_Problem:_
Scan the lines below for the string "bucket" and copy every one that has it.

_Exercise data:_
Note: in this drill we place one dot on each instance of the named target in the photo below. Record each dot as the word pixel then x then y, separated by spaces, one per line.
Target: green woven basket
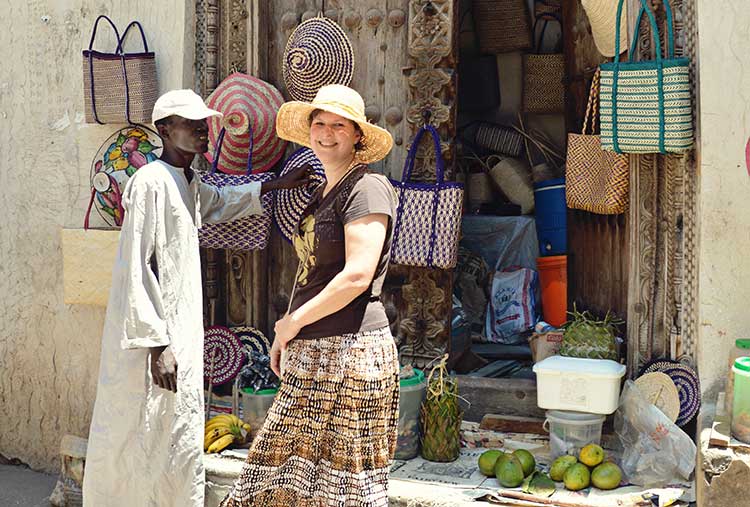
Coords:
pixel 646 107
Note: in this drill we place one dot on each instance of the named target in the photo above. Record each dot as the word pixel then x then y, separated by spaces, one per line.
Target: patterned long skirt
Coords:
pixel 330 435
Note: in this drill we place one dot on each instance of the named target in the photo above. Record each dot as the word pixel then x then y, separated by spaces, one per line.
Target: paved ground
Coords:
pixel 21 487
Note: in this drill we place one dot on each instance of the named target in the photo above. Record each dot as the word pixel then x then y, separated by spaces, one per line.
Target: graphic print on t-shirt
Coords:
pixel 305 246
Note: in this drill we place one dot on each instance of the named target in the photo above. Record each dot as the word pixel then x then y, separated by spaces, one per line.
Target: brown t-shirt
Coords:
pixel 320 247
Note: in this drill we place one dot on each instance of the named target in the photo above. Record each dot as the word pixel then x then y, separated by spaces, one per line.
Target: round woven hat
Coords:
pixel 253 340
pixel 660 390
pixel 223 354
pixel 248 105
pixel 293 121
pixel 317 53
pixel 687 383
pixel 290 203
pixel 602 14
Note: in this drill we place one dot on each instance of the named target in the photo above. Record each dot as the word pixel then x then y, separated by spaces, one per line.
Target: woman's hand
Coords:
pixel 275 354
pixel 286 330
pixel 164 368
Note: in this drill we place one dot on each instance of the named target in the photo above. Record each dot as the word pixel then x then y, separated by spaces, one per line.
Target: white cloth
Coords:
pixel 145 444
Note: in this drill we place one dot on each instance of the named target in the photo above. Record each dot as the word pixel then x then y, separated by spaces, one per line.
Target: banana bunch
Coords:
pixel 222 430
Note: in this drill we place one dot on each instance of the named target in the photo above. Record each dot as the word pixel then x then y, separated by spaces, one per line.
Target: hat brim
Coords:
pixel 194 113
pixel 293 124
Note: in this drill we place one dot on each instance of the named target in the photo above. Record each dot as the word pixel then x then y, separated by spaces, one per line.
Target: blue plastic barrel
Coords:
pixel 551 217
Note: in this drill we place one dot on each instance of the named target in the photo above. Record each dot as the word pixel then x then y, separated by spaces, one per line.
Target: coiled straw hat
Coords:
pixel 318 53
pixel 602 14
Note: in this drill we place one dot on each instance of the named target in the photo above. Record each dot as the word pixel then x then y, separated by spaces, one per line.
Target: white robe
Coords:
pixel 145 445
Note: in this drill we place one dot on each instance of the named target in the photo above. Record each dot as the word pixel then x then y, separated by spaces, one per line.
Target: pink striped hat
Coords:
pixel 249 105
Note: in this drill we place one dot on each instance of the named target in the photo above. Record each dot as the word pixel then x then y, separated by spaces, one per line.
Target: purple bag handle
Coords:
pixel 124 71
pixel 125 34
pixel 439 173
pixel 217 152
pixel 409 165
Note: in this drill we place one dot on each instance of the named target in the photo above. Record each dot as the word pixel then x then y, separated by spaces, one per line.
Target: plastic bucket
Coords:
pixel 551 217
pixel 412 392
pixel 569 431
pixel 553 278
pixel 741 399
pixel 255 406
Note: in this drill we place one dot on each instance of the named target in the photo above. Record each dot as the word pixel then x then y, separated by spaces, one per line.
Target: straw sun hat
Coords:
pixel 293 121
pixel 602 14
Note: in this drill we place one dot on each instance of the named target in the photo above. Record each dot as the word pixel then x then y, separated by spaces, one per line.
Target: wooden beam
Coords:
pixel 512 424
pixel 257 38
pixel 506 396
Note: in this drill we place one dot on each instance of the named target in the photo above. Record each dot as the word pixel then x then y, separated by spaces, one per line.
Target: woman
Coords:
pixel 330 435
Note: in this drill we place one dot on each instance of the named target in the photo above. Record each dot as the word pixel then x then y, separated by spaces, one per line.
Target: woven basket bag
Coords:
pixel 247 233
pixel 502 25
pixel 543 77
pixel 646 106
pixel 119 87
pixel 597 180
pixel 428 218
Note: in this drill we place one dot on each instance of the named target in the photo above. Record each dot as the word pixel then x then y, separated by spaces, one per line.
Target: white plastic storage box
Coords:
pixel 581 385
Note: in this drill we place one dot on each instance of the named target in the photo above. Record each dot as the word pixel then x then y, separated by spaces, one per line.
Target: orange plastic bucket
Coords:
pixel 553 277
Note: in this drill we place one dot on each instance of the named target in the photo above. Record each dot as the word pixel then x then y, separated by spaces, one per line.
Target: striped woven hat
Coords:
pixel 290 203
pixel 317 53
pixel 248 105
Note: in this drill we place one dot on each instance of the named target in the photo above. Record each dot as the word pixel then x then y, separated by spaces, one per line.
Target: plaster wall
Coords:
pixel 724 216
pixel 49 351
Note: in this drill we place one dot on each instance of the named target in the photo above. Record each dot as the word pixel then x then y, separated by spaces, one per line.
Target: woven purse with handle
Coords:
pixel 119 87
pixel 597 180
pixel 543 76
pixel 247 233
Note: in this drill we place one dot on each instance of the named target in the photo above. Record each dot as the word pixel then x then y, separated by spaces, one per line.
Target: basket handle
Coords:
pixel 410 158
pixel 217 151
pixel 593 104
pixel 546 17
pixel 125 34
pixel 96 25
pixel 91 69
pixel 659 64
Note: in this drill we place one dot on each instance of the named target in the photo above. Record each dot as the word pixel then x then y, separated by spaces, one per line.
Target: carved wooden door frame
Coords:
pixel 663 284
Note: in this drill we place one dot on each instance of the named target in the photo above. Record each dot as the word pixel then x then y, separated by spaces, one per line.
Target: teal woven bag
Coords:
pixel 646 107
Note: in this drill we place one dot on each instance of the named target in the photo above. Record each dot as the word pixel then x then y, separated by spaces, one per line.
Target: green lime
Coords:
pixel 509 472
pixel 557 470
pixel 606 476
pixel 487 462
pixel 577 477
pixel 527 461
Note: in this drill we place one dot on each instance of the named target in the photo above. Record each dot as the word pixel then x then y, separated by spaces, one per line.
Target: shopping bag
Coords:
pixel 119 87
pixel 428 218
pixel 247 233
pixel 646 107
pixel 597 180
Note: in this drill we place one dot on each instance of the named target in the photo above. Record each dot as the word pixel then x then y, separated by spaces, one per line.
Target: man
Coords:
pixel 146 439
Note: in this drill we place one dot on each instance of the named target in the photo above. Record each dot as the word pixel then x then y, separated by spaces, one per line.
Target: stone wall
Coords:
pixel 49 351
pixel 724 206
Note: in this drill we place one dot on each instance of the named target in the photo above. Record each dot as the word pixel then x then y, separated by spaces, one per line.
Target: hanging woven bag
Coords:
pixel 597 180
pixel 646 106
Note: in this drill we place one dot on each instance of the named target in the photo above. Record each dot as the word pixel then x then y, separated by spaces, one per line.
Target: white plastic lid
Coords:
pixel 579 418
pixel 604 368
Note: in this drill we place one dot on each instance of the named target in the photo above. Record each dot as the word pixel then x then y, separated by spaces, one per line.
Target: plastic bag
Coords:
pixel 656 452
pixel 513 306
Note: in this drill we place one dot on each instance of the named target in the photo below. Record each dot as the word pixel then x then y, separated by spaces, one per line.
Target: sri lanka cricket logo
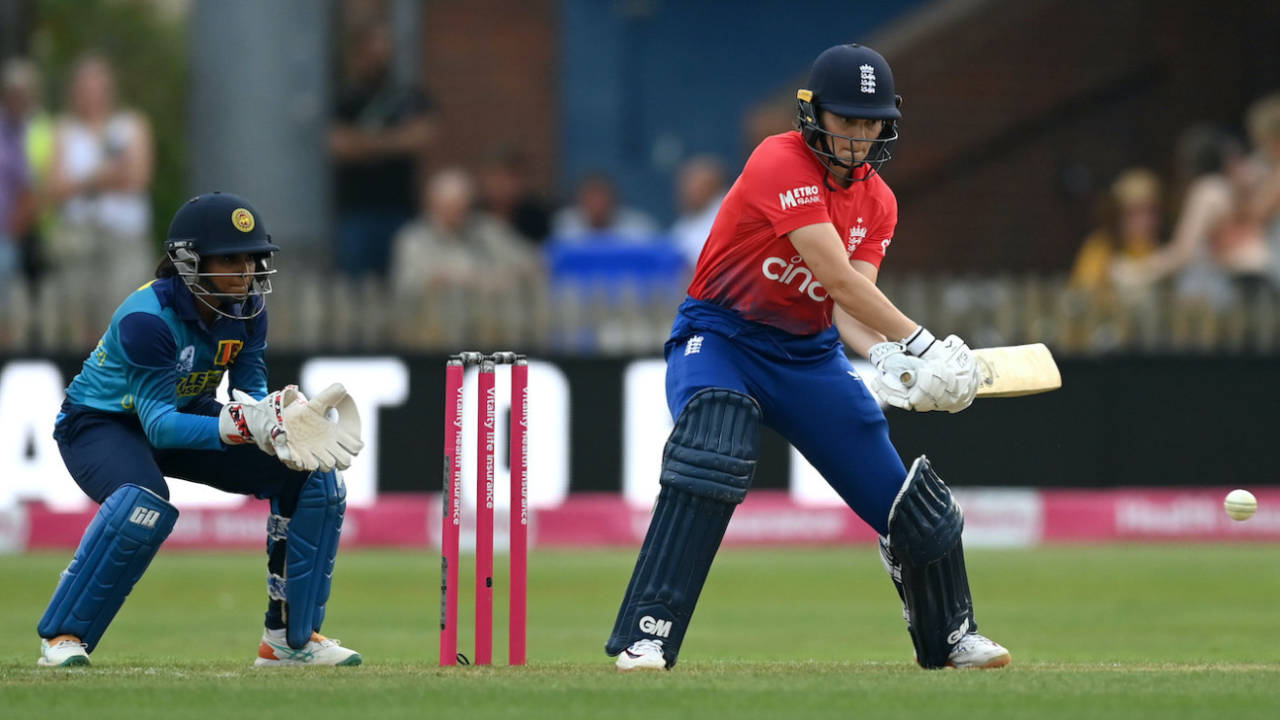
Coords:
pixel 227 351
pixel 242 219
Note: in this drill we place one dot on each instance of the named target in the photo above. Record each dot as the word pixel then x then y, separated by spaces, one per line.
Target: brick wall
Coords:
pixel 492 67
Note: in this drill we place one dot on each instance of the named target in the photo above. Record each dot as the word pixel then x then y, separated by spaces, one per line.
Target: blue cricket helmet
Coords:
pixel 851 81
pixel 220 223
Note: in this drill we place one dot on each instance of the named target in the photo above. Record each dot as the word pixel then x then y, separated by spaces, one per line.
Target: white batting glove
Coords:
pixel 954 372
pixel 260 422
pixel 895 373
pixel 315 442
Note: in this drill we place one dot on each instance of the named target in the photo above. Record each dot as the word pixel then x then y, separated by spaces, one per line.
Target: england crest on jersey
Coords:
pixel 187 359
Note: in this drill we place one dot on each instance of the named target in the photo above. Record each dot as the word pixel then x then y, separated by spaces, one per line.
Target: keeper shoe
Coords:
pixel 978 651
pixel 643 655
pixel 275 651
pixel 67 652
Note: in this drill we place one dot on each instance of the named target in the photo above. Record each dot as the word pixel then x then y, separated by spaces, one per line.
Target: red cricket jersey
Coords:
pixel 749 264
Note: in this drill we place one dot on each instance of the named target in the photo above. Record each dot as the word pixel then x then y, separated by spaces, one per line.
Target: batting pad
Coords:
pixel 924 528
pixel 311 550
pixel 707 469
pixel 114 552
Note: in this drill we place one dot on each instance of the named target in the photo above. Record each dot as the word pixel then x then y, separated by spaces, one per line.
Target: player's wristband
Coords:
pixel 919 342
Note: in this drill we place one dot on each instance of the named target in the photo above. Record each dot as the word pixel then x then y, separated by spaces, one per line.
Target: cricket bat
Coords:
pixel 1018 369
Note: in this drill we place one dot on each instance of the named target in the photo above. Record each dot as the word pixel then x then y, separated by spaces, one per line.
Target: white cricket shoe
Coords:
pixel 978 651
pixel 63 654
pixel 320 650
pixel 643 655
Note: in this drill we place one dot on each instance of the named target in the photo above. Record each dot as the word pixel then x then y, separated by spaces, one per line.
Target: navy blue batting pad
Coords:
pixel 924 541
pixel 114 552
pixel 311 550
pixel 705 473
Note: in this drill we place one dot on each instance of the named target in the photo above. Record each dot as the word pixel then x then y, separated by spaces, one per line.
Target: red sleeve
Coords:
pixel 881 233
pixel 785 186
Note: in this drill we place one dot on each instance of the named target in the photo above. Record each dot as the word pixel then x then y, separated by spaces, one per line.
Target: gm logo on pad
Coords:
pixel 145 516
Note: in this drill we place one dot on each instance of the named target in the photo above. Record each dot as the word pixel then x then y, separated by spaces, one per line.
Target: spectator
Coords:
pixel 22 96
pixel 507 195
pixel 380 136
pixel 1129 229
pixel 457 273
pixel 597 217
pixel 700 188
pixel 17 201
pixel 1262 122
pixel 1216 249
pixel 99 182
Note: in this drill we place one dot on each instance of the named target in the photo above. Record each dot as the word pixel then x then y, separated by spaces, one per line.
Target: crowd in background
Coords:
pixel 437 258
pixel 74 197
pixel 1202 245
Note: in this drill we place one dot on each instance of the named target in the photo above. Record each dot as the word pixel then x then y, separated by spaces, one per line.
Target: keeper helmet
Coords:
pixel 220 223
pixel 851 81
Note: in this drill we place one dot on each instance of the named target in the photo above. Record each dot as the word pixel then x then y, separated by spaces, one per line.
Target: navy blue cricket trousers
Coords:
pixel 808 392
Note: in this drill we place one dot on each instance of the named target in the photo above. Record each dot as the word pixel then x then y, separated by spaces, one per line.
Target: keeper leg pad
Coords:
pixel 115 550
pixel 924 548
pixel 707 469
pixel 311 548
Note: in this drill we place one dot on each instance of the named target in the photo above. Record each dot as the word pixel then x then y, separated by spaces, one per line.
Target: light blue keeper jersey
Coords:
pixel 158 358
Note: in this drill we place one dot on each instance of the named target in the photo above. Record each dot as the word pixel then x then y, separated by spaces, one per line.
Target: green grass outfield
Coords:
pixel 1096 632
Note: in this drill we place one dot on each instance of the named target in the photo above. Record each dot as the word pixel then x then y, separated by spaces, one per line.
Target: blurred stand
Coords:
pixel 606 311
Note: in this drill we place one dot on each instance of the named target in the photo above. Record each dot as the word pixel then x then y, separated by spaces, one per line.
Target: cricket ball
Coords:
pixel 1240 504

_Response below:_
Target: plastic bucket
Target: orange plastic bucket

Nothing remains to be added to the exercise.